Aim of the exercise:
Repeat the material below line for line, without changing a single character.

Pointing dataset records:
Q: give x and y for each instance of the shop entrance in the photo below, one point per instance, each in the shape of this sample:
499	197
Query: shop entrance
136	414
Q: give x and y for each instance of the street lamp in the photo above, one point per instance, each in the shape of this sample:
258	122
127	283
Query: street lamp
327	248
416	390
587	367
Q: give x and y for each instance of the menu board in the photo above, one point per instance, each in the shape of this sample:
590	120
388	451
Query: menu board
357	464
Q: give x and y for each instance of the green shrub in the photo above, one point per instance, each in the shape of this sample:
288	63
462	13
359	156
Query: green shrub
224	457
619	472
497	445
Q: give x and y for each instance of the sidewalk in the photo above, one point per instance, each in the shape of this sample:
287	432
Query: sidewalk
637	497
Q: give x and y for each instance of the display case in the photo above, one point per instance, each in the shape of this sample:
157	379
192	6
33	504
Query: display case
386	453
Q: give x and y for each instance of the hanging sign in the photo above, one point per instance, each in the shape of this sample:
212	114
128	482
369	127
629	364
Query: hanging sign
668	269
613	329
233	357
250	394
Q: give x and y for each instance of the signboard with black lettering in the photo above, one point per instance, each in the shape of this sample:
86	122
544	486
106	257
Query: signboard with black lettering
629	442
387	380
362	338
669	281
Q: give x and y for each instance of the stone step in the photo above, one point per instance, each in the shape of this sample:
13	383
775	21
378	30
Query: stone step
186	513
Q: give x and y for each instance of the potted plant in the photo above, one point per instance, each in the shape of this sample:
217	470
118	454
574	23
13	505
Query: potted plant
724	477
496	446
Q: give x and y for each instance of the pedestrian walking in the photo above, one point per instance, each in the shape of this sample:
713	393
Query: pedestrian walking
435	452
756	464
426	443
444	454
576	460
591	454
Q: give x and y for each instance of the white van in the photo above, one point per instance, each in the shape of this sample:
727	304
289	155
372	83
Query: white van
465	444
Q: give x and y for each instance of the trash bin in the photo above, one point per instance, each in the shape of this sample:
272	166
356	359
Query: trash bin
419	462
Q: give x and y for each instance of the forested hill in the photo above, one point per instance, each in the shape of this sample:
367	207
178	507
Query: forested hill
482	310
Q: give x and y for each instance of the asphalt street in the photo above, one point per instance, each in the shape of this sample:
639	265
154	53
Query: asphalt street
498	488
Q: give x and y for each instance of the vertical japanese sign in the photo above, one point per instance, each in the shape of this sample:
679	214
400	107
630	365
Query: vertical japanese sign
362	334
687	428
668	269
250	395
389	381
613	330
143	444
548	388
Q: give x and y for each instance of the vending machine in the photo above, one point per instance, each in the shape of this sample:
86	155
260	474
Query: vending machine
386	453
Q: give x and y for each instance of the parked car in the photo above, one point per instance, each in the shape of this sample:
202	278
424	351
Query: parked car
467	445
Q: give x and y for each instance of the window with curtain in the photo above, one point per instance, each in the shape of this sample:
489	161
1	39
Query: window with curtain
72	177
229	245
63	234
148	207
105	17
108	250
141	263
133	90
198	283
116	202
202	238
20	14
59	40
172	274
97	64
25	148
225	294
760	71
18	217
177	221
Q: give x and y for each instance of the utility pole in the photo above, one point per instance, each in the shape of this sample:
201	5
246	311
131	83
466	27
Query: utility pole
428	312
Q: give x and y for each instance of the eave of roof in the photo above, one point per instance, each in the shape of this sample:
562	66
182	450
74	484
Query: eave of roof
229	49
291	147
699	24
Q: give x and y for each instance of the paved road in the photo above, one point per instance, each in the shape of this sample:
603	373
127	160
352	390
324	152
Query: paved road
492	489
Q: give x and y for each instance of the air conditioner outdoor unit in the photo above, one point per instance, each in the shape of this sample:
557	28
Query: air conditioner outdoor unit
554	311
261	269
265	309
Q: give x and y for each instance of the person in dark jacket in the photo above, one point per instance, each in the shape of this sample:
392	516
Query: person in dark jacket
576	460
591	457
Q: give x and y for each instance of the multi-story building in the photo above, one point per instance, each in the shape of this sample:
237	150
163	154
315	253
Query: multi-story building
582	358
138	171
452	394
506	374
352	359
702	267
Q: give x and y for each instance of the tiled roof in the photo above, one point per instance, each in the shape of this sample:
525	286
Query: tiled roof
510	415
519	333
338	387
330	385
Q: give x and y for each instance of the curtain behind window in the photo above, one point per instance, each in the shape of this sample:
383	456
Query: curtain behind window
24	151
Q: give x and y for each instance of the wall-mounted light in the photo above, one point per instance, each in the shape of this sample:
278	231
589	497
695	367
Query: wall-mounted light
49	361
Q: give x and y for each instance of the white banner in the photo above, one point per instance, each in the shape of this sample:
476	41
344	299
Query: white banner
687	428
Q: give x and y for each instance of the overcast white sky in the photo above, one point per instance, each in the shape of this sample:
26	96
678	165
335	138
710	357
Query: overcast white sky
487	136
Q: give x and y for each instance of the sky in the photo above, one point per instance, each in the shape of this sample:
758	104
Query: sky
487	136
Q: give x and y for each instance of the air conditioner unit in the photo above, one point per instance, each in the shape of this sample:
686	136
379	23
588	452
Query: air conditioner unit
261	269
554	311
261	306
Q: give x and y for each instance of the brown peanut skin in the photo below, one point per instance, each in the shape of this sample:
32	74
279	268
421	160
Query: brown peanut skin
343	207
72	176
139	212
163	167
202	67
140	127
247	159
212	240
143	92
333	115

Reply to the task:
Q: give x and y for each instance of the shop entrance in the photo below, one point per instance, each in the shape of this sample:
499	197
Query: shop entrance
136	414
Q: give x and y for each instance of the street lamp in the photo above, one point per instance, each in the shape of this sample:
258	122
127	283
Query: street lamp
327	248
416	390
587	367
Q: give x and y for each instance of the menu board in the photo above, one point per instance, each in the shape of this sample:
590	120
388	451
Query: menu board
357	464
Q: give x and y for each instance of the green shrub in the photo above, one point per instance, each in the shape of this sample:
288	63
462	13
359	156
Query: green shrub
224	457
619	472
497	445
Q: give x and y for each instance of the sidewalk in the photo above, one point per instance, each in the shape of this sample:
287	432
Query: sidewalk
637	497
Q: give x and y for each instance of the display case in the photo above, one point per instance, each in the shape of this sample:
157	379
192	6
33	504
Query: display case
386	453
Q: give x and y for each instance of the hanging sign in the photo above, one point per instance, each in the shape of this sample:
212	114
128	482
369	127
629	364
Query: hanging sign
668	269
613	329
233	357
250	394
Q: give x and y for each instance of the signboard with black lettering in the photo above, one point per instance, each in the shape of this sample:
86	122
544	486
106	257
Query: signboard with black lettering
629	442
387	380
362	338
669	281
Q: give x and y for each instance of the stone step in the photo above, one point per instance, each in the shape of this sample:
13	383
775	21
378	30
Query: stone step
186	513
Q: give x and y for each instance of the potted plant in the photo above, one point per instance, each in the shape of this sample:
217	470
118	454
574	23
13	505
Query: potted plant
724	477
496	446
Q: give x and y for each instance of the pedestrian walking in the photo above, one point per instance, each in the shape of this sample:
713	393
Query: pedestrian walking
435	452
756	464
426	443
444	454
576	460
591	454
Q: give x and y for each instance of the white van in the photo above, one point per instance, each in the shape of this sample:
727	304
289	155
372	83
Query: white van
465	444
Q: give x and y for each instance of the trash bin in the photo above, one point per instance, each in the shape of this sample:
272	166
356	359
Query: trash bin
419	462
Q: give x and y for each instance of the forested hill in the photo above, one point per instance, each in the shape of this sample:
367	207
178	507
Query: forested hill
482	310
Q: give x and y for each instance of the asphalt street in the photo above, one point per instance, each in the shape of this sample:
639	265
154	53
Query: asphalt street
498	488
Q: give x and y for each instance of the vertical japanese sign in the photo above, one point per instance, each in the shape of this sample:
679	214
400	107
630	365
Query: vertical japanese sign
362	334
687	428
668	269
250	395
389	381
613	330
143	444
548	388
Q: give x and y for each instance of the vending machine in the photo above, one point per instance, each in the shape of this sample:
86	155
260	474
Query: vending machine
386	453
Q: give x and y for each instance of the parked car in the photo above, one point per instance, each in the shape of this sample:
202	278
424	351
Query: parked car
467	445
Q: give x and y for each instance of the window with curtain in the photo above, one point per instance, each in the shape of this sample:
489	161
1	39
Query: window with curtain
72	177
229	245
63	234
148	207
105	17
108	250
141	263
133	90
198	283
116	202
202	238
20	14
59	40
172	274
97	64
25	148
225	294
760	71
18	217
177	221
Q: give x and y for each instance of the utility pole in the photo above, one point per instance, each in the shape of this sample:
201	5
246	311
131	83
466	27
Query: utility pole
428	312
Q: give x and y for each instance of the eave of roof in the photo above, one point per instance, each in the shape of this sample:
562	66
182	450
74	484
Query: eave of roof
229	49
291	147
699	24
Q: give x and y for each instance of the paved road in the photo above, one point per instance, each in the shape of this sample:
603	373
127	160
352	390
324	152
Query: paved road
492	489
Q: give x and y for each instance of the air conditioner outdoor unit in the photo above, one point per instance, each in the shape of this sample:
557	28
Query: air conditioner outdoor unit
554	311
261	269
265	309
Q: give x and y for each instance of the person in dark jacket in the photo above, one point per instance, each in the shape of this sample:
392	516
Query: person in dark jacket
576	460
591	457
Q: give x and y for each instance of the multi-story building in the photo above, one point per instance, each in the shape of this sample:
237	150
163	154
315	253
Query: multi-story building
582	358
138	171
452	394
506	374
352	359
702	267
Q: give x and y for each instance of the tiled roof in the photo above, one point per instance, each in the shape of this sample:
525	286
Query: tiled roof
510	415
519	333
338	387
330	385
Q: give x and y for each instance of the curtain behind window in the photo above, one point per instance, each in the shape of this sample:
383	456
Query: curtain behind window
24	151
Q: give x and y for each instance of the wall-mounted light in the photo above, one point per instance, each in the shape of this sample:
278	231
589	497
695	367
Query: wall-mounted light
49	361
Q: give x and y for each instance of the white banner in the photo above, one point per instance, each in the shape of this sample:
476	41
344	299
Query: white banner
687	428
Q: give x and y for each instance of the overcast white sky in the photo above, one point per instance, each in the shape of this sample:
26	96
678	165
335	138
710	357
Query: overcast white sky
487	136
Q: give x and y for each instance of the sky in the photo above, one point per instance, each in the shape of this sample:
758	104
Query: sky
487	136
Q: give x and y for each instance of the air conditioner unit in the photo above, one point per instance, each in the shape of this sample:
686	136
379	23
588	452
Query: air conditioner unit
261	269
554	311
261	306
Q: give x and y for each instance of the brown peanut skin in the photo below, one point per instance, each in the shape of this sample:
32	74
279	268
421	160
Query: brown peanut skin
343	207
72	176
139	212
163	167
202	67
140	127
247	159
212	240
143	92
333	115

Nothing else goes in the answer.